# Extracted data:
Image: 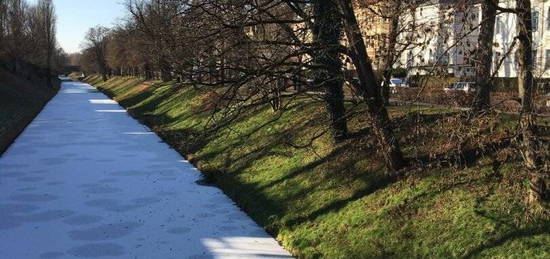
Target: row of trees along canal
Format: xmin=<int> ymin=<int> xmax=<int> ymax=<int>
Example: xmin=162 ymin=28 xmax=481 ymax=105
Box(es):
xmin=0 ymin=0 xmax=67 ymax=87
xmin=76 ymin=0 xmax=548 ymax=206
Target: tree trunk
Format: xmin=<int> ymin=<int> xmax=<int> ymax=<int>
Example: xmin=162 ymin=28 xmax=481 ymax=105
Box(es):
xmin=144 ymin=64 xmax=152 ymax=80
xmin=101 ymin=67 xmax=108 ymax=81
xmin=160 ymin=58 xmax=172 ymax=82
xmin=473 ymin=0 xmax=497 ymax=111
xmin=380 ymin=1 xmax=401 ymax=106
xmin=161 ymin=70 xmax=172 ymax=81
xmin=312 ymin=0 xmax=348 ymax=142
xmin=338 ymin=0 xmax=405 ymax=174
xmin=516 ymin=0 xmax=546 ymax=204
xmin=97 ymin=54 xmax=108 ymax=81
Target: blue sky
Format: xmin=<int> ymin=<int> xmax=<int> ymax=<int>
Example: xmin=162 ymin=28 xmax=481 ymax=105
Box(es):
xmin=30 ymin=0 xmax=127 ymax=53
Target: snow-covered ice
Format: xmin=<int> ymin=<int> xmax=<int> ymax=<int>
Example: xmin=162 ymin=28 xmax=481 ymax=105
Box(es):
xmin=0 ymin=81 xmax=293 ymax=259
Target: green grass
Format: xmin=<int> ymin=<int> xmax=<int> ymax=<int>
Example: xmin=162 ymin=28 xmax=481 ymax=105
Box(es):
xmin=0 ymin=69 xmax=57 ymax=154
xmin=88 ymin=75 xmax=549 ymax=259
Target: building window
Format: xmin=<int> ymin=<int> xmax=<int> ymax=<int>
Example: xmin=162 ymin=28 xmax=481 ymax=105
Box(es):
xmin=441 ymin=52 xmax=449 ymax=65
xmin=533 ymin=11 xmax=539 ymax=32
xmin=545 ymin=50 xmax=550 ymax=69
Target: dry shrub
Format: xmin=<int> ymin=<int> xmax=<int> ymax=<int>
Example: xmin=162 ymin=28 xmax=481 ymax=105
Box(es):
xmin=492 ymin=92 xmax=521 ymax=113
xmin=393 ymin=87 xmax=474 ymax=106
xmin=535 ymin=94 xmax=550 ymax=115
xmin=394 ymin=88 xmax=549 ymax=115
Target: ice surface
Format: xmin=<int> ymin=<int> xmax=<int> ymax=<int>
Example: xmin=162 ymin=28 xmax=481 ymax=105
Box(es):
xmin=0 ymin=81 xmax=292 ymax=259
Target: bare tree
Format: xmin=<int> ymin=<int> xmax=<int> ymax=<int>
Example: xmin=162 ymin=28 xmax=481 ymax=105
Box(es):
xmin=514 ymin=0 xmax=545 ymax=205
xmin=379 ymin=0 xmax=404 ymax=105
xmin=126 ymin=0 xmax=189 ymax=81
xmin=312 ymin=0 xmax=348 ymax=141
xmin=32 ymin=0 xmax=56 ymax=88
xmin=0 ymin=0 xmax=65 ymax=85
xmin=3 ymin=0 xmax=29 ymax=73
xmin=75 ymin=0 xmax=407 ymax=173
xmin=338 ymin=0 xmax=405 ymax=173
xmin=473 ymin=0 xmax=497 ymax=111
xmin=83 ymin=26 xmax=110 ymax=81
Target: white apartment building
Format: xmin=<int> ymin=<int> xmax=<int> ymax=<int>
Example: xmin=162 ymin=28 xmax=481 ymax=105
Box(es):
xmin=398 ymin=0 xmax=550 ymax=79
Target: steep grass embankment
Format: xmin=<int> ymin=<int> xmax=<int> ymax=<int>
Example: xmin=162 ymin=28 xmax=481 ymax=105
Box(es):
xmin=0 ymin=69 xmax=58 ymax=155
xmin=86 ymin=75 xmax=549 ymax=259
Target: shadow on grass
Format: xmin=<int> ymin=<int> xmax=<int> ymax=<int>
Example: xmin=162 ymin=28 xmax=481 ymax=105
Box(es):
xmin=196 ymin=101 xmax=320 ymax=163
xmin=284 ymin=174 xmax=394 ymax=227
xmin=120 ymin=89 xmax=154 ymax=108
xmin=256 ymin=145 xmax=350 ymax=191
xmin=121 ymin=82 xmax=179 ymax=111
xmin=213 ymin=110 xmax=510 ymax=230
xmin=411 ymin=137 xmax=511 ymax=169
xmin=461 ymin=223 xmax=550 ymax=259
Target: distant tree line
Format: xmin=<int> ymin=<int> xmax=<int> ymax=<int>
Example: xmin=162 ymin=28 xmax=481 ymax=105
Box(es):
xmin=77 ymin=0 xmax=547 ymax=204
xmin=0 ymin=0 xmax=65 ymax=87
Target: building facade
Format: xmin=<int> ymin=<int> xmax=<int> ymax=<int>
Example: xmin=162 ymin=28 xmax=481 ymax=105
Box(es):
xmin=389 ymin=0 xmax=550 ymax=79
xmin=353 ymin=0 xmax=392 ymax=70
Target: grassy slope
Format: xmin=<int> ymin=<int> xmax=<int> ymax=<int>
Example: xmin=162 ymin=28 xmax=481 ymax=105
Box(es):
xmin=87 ymin=75 xmax=549 ymax=259
xmin=0 ymin=69 xmax=57 ymax=155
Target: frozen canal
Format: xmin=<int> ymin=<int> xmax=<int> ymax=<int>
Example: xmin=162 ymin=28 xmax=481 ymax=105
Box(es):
xmin=0 ymin=81 xmax=292 ymax=259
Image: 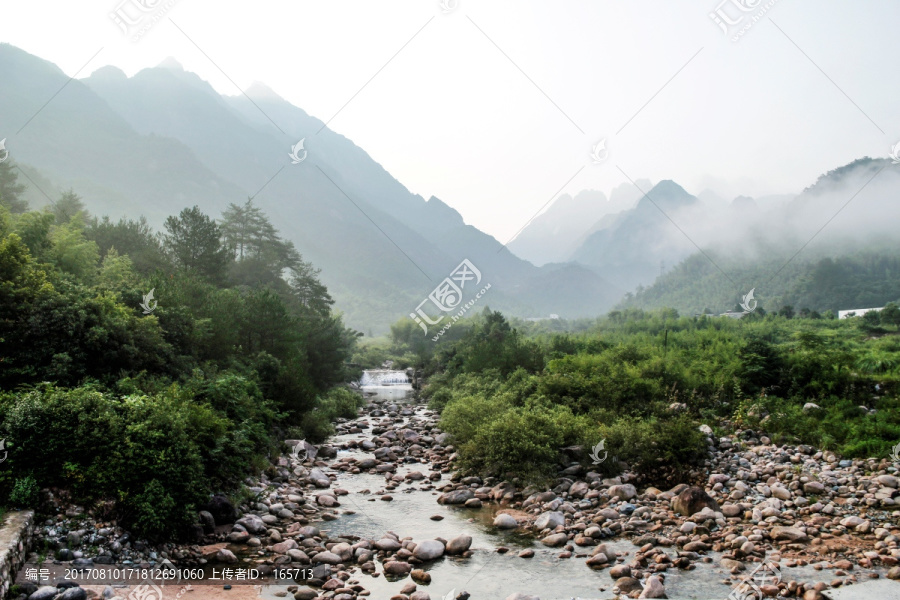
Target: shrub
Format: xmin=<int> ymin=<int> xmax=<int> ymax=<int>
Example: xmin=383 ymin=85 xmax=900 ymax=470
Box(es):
xmin=8 ymin=476 xmax=40 ymax=507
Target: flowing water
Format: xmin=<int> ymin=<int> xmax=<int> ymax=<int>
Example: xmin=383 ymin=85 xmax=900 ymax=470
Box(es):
xmin=261 ymin=372 xmax=884 ymax=600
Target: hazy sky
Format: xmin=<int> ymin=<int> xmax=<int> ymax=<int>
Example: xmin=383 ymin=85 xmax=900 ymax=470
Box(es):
xmin=2 ymin=1 xmax=898 ymax=242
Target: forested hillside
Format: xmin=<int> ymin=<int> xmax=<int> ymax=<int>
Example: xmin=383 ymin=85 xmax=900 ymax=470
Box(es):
xmin=0 ymin=161 xmax=360 ymax=538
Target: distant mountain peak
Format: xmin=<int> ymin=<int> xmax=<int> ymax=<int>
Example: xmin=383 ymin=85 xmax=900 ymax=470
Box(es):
xmin=88 ymin=65 xmax=128 ymax=80
xmin=246 ymin=81 xmax=284 ymax=101
xmin=157 ymin=57 xmax=184 ymax=71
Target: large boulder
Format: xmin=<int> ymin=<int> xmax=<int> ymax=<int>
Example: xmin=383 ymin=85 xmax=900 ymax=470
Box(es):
xmin=236 ymin=514 xmax=267 ymax=534
xmin=205 ymin=494 xmax=238 ymax=524
xmin=770 ymin=526 xmax=808 ymax=542
xmin=308 ymin=468 xmax=331 ymax=488
xmin=493 ymin=514 xmax=518 ymax=529
xmin=638 ymin=575 xmax=667 ymax=598
xmin=533 ymin=511 xmax=565 ymax=531
xmin=446 ymin=534 xmax=472 ymax=555
xmin=375 ymin=537 xmax=402 ymax=552
xmin=672 ymin=486 xmax=720 ymax=517
xmin=438 ymin=489 xmax=475 ymax=505
xmin=412 ymin=539 xmax=445 ymax=561
xmin=29 ymin=587 xmax=61 ymax=600
xmin=383 ymin=561 xmax=412 ymax=575
xmin=608 ymin=484 xmax=637 ymax=501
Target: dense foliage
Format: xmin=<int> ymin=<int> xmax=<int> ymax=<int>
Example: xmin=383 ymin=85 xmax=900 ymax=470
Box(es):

# Instructions for the task:
Please filter the entries for the word "building" and copy the lines that have it.

# Response:
Target: building window
Target: white apartment building
Target: building facade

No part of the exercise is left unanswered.